## WORK TASK
Repeat the records given below in full, with no changes.
*** Opening DATA ***
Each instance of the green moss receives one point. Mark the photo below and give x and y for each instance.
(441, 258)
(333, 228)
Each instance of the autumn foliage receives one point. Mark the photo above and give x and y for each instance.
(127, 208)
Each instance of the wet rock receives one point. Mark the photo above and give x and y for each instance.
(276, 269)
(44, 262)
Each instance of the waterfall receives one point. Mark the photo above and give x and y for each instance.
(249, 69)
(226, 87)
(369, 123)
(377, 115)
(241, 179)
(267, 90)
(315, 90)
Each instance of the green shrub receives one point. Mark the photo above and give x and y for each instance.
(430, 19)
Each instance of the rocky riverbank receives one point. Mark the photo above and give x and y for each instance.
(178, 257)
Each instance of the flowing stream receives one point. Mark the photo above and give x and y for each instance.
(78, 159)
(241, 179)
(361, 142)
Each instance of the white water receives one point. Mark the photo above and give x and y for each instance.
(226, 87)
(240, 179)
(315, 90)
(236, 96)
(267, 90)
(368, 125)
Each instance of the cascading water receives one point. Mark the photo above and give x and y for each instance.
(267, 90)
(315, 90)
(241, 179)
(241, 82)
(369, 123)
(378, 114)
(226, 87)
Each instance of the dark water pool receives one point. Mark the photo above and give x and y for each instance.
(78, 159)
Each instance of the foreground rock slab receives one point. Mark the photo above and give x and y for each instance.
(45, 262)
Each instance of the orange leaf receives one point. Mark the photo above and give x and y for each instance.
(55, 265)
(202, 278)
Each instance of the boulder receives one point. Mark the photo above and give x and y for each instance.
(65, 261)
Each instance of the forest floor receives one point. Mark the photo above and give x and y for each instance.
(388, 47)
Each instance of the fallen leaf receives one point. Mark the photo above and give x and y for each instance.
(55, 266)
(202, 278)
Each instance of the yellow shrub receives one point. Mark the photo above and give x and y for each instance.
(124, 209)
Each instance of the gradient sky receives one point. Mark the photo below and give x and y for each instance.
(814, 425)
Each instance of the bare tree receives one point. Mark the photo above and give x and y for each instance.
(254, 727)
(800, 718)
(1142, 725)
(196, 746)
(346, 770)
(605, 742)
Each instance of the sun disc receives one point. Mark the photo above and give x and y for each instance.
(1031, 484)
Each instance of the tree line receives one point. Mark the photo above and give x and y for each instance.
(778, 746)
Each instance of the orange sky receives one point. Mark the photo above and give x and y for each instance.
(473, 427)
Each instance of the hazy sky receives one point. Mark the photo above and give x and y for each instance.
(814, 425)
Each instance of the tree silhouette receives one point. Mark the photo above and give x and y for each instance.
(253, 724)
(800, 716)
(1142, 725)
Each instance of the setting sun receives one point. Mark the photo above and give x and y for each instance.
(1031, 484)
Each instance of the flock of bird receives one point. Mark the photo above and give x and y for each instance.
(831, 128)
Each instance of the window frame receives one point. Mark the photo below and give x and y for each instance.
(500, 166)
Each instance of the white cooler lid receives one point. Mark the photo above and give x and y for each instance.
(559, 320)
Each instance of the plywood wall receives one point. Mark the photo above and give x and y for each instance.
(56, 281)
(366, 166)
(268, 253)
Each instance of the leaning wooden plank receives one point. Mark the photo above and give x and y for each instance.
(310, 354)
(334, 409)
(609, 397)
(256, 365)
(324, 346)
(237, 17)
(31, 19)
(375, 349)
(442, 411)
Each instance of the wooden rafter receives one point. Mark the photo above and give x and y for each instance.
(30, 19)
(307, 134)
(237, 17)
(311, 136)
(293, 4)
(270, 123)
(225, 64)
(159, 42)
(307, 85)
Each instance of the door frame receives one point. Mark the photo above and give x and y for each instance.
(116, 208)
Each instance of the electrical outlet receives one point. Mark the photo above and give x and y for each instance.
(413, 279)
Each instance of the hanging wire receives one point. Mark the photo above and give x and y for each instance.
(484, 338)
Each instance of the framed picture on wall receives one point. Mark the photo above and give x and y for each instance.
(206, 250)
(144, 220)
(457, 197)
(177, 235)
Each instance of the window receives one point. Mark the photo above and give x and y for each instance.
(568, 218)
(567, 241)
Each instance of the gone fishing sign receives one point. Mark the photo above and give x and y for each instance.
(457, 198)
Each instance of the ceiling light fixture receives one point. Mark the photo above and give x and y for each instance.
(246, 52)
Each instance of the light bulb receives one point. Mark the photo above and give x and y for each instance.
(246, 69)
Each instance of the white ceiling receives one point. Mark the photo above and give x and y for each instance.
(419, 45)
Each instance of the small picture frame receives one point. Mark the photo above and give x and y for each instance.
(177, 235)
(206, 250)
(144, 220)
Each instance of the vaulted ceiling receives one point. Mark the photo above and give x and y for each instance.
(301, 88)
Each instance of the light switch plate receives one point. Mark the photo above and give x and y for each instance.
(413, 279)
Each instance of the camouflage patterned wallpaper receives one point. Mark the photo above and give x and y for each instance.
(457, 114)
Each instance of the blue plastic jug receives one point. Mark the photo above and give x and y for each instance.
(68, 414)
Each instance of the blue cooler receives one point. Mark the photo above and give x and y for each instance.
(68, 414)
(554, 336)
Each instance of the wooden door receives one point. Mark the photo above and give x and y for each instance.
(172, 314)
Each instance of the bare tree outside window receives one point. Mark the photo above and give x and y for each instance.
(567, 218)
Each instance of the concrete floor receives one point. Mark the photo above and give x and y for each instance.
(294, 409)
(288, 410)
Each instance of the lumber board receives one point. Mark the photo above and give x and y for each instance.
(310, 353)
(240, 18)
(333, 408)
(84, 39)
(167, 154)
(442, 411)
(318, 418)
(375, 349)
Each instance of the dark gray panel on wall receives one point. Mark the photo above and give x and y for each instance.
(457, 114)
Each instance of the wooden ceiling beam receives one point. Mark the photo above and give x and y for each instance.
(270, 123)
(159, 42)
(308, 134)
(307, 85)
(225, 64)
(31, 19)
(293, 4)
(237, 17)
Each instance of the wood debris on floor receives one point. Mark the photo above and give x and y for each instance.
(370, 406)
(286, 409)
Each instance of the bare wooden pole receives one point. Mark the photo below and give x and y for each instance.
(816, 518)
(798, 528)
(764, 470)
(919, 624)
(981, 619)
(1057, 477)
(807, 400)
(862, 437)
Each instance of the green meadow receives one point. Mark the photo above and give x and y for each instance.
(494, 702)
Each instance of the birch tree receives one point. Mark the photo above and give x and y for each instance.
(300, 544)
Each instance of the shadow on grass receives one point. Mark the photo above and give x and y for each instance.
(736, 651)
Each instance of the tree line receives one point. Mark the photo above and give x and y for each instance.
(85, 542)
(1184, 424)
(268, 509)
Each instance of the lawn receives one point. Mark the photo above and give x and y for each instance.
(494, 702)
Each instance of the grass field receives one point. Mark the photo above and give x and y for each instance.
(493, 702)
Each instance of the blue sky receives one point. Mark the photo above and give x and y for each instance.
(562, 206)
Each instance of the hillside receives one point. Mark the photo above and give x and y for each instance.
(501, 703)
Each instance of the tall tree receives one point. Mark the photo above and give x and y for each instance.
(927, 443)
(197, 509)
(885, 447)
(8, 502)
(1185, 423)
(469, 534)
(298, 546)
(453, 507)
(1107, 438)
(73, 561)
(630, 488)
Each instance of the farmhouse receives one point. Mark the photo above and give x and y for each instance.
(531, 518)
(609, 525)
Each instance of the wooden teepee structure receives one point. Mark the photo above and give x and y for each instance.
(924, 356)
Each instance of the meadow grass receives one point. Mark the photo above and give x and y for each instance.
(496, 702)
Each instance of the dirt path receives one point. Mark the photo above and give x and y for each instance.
*** Closing DATA ***
## OUTPUT FOR THIS EXERCISE
Each instance of the green moss receives one point. Mark the photo below and give x and y for each instance.
(441, 258)
(333, 228)
Each instance of the autumn foliage receives one point. Mark the photo above and give x and y for each instance.
(127, 208)
Each instance of the wet rock receives one point. Mark the photo above and give x and y for each instance.
(276, 269)
(44, 262)
Each instance of the waterfall receives one point. Mark the photo above and give x and y for each instance.
(249, 69)
(226, 87)
(369, 123)
(377, 115)
(241, 179)
(267, 90)
(315, 90)
Each instance of the green shrub receives one point. Mark the photo above and give x and y for each instance.
(430, 19)
Each instance of the rocky riverbank receives one point. Mark the photo above and give x and y for each instance.
(178, 257)
Each instance of the flowing stream receives one point. Mark the photo above and give x and y for each instance.
(78, 159)
(241, 179)
(361, 142)
Each instance of the white water receives one point. Mark the photo above and give x and y for each instance.
(226, 87)
(240, 179)
(315, 90)
(236, 96)
(267, 90)
(368, 125)
Each instance of the cascading water receives one point. Mark the photo above and give x and y for each instance.
(267, 90)
(315, 90)
(241, 179)
(241, 82)
(369, 123)
(378, 114)
(226, 87)
Each instance of the dark water pool receives one point. Mark the photo above and give x and y for each instance.
(78, 159)
Each instance of the foreground rock slab receives one point. Mark the photo above and give x and y for each instance.
(45, 262)
Each instance of the orange leaf receives one point. Mark the photo above and give x and y for each instance.
(55, 265)
(202, 278)
Each instance of the boulder receives one point. Mark the photo above and give x and y for each instance.
(65, 261)
Each instance of the forest floor receives one point. Mark the photo above and give x and y for each instance.
(388, 47)
Each instance of the fallen leaf receives one point. Mark the photo above and give x and y for each instance.
(55, 266)
(202, 278)
Each instance of the yellow shrub receives one point. Mark the photo above and give x and y for each instance.
(124, 209)
Each instance of the gradient sky receives one point. Mark the photo below and give x and y for each instance.
(814, 425)
Each instance of the bare tree receives one point. Mark the photo above and give x and y for each instance.
(254, 727)
(800, 718)
(1142, 725)
(196, 746)
(346, 770)
(605, 742)
Each instance of the sun disc receives one point. Mark the photo above and give x and y for each instance.
(1031, 484)
Each instance of the tree line receives one point. Mark the photo above and give x and y for each instance.
(778, 746)
Each instance of the orange sky receives one point. Mark the photo above and give x and y for each instance.
(473, 427)
Each instance of the hazy sky receives one point. Mark the photo above and give x and y for each instance.
(814, 425)
Each instance of the tree silhouette receives one point. Mark the photo above and give x and y for each instance.
(253, 724)
(800, 716)
(1142, 725)
Each instance of the setting sun receives one point. Mark the photo above and give x and y for each instance.
(1031, 484)
Each instance of the flock of bird receives one point. Mark the photo above and give x and y for each instance.
(831, 128)
Each instance of the window frame receives one point. Mark the photo below and give x and y for each instance.
(500, 166)
Each instance of the white cooler lid receives one point. Mark the photo above and give x and y for each instance.
(559, 320)
Each instance of the plywood wall receives one point. Mark the photo above and give x and y for each instance.
(56, 281)
(366, 166)
(268, 253)
Each instance of the leaning wooden plank receives one point. Mark the photo above and give x and y for each instance.
(310, 354)
(334, 409)
(609, 397)
(256, 365)
(324, 346)
(237, 17)
(31, 19)
(375, 349)
(442, 411)
Each instance of the wooden rafter receives one point. Mark the photo above and give x and y for each instance.
(30, 19)
(307, 134)
(237, 17)
(311, 136)
(293, 4)
(270, 123)
(225, 64)
(159, 42)
(307, 85)
Each instance of the door frame receives one point. Mark the photo above and give x and y for each instance.
(116, 208)
Each instance of the electrical outlet receives one point. Mark the photo above and give x and y for each instance.
(413, 279)
Each instance of the hanging wire receives one point. Mark the photo above and give x and y for each instance.
(484, 338)
Each instance of the framed picture on wall receives one point. Mark the photo above and give x and y for each instance.
(206, 250)
(144, 220)
(457, 197)
(177, 235)
Each instance of the window receives one point. Mark the photo above and give x and y for each instance.
(568, 218)
(567, 241)
Each instance of the gone fishing sign receives one point. Mark the photo above and give x and y for each instance.
(457, 198)
Each instance of the ceiling light fixture receives one point. Mark the photo above and give x and y for each instance.
(246, 52)
Each instance of the light bulb receives one point. Mark the photo above and give x and y for each instance.
(246, 69)
Each instance of the white ceiling receives one point. Mark the photo above and give x and y for each instance.
(419, 45)
Each instance of the small picture frame receives one point. Mark the photo above and give x and y for each instance.
(177, 235)
(206, 250)
(144, 220)
Each instance of the vaulted ceiling receives one point. Mark the photo above and give x and y for each instance.
(301, 88)
Each instance of the light switch plate receives one point. Mark the photo above and give x and y for each instance.
(413, 279)
Each instance of the camouflage patterned wallpaper receives one point. Mark the photo above and give x and y for each instance.
(457, 114)
Each instance of the blue plastic jug receives one point. Mark the photo above and give x and y for each instance.
(68, 414)
Each instance of the blue cooler receives one point. Mark the photo above and give x and y for each instance.
(68, 414)
(554, 336)
Each instance of the wooden door receives one point. Mark the photo above and give x and y for each instance.
(172, 314)
Each instance of the bare tree outside window receives one point. Mark the photo above and give x and y for each instance.
(567, 218)
Each instance of the concrete floor receives one point. Mark the photo above and give x and y for each instance.
(294, 409)
(288, 410)
Each instance of the lumber board receives one point. Mark the photo above and give x and y for each instance.
(310, 353)
(240, 18)
(333, 408)
(84, 39)
(167, 154)
(442, 411)
(318, 418)
(375, 349)
Each instance of the dark gray panel on wall receives one point. Mark the photo above and give x and y for each instance.
(457, 114)
Each instance of the wooden ceiling beam receives one point. Mark the photo above and give x and y for each instance.
(270, 123)
(159, 42)
(308, 134)
(307, 85)
(225, 64)
(31, 19)
(293, 4)
(237, 17)
Each instance of the wood debris on floor receives one point. Mark the photo above and give x and y for each instance.
(370, 406)
(286, 409)
Each instance of the bare wooden pole receives one point. Mark the photo below and give x and y for each instance.
(816, 518)
(798, 528)
(764, 470)
(919, 624)
(981, 619)
(1057, 477)
(807, 400)
(862, 437)
Each instance of the green meadow receives one point. Mark the photo above and give x and y for each instance.
(494, 702)
Each instance of the birch tree receives one point. Mark the photo above and give x and y for each instance.
(300, 544)
Each instance of the shadow on grass receives one point. Mark the photo above and give x and y for each instance.
(736, 651)
Each instance of the tree line receives one point. Mark the photo above and give x and y for each instance.
(85, 542)
(1184, 424)
(268, 509)
Each instance of the lawn receives one point. Mark the photo above and give x and y for each instance.
(494, 702)
Each instance of the grass field receives one point. Mark the photo above and give x and y for each instance.
(493, 702)
Each instance of the blue sky receives one point. Mark the photo above and give x and y for each instance.
(562, 206)
Each instance of the hillside receives one point. Mark the photo above and give x and y for each instance.
(501, 703)
Each instance of the tall tree receives one point. Mark the photo above and give x and y for each instance.
(927, 443)
(197, 509)
(885, 447)
(8, 502)
(1185, 423)
(469, 534)
(298, 546)
(453, 507)
(1107, 438)
(73, 561)
(630, 488)
Each instance of the farmhouse receives one point. Mark the photo above and give x and y for each instance.
(531, 518)
(609, 525)
Each instance of the wooden teepee structure receives one point. Mark the photo above and give x and y for each instance.
(924, 356)
Each instance of the meadow grass receives one point. Mark the photo above and give x and y for each instance.
(496, 702)
Each instance of the dirt path receives one point. Mark the photo above and give x and y for each instance.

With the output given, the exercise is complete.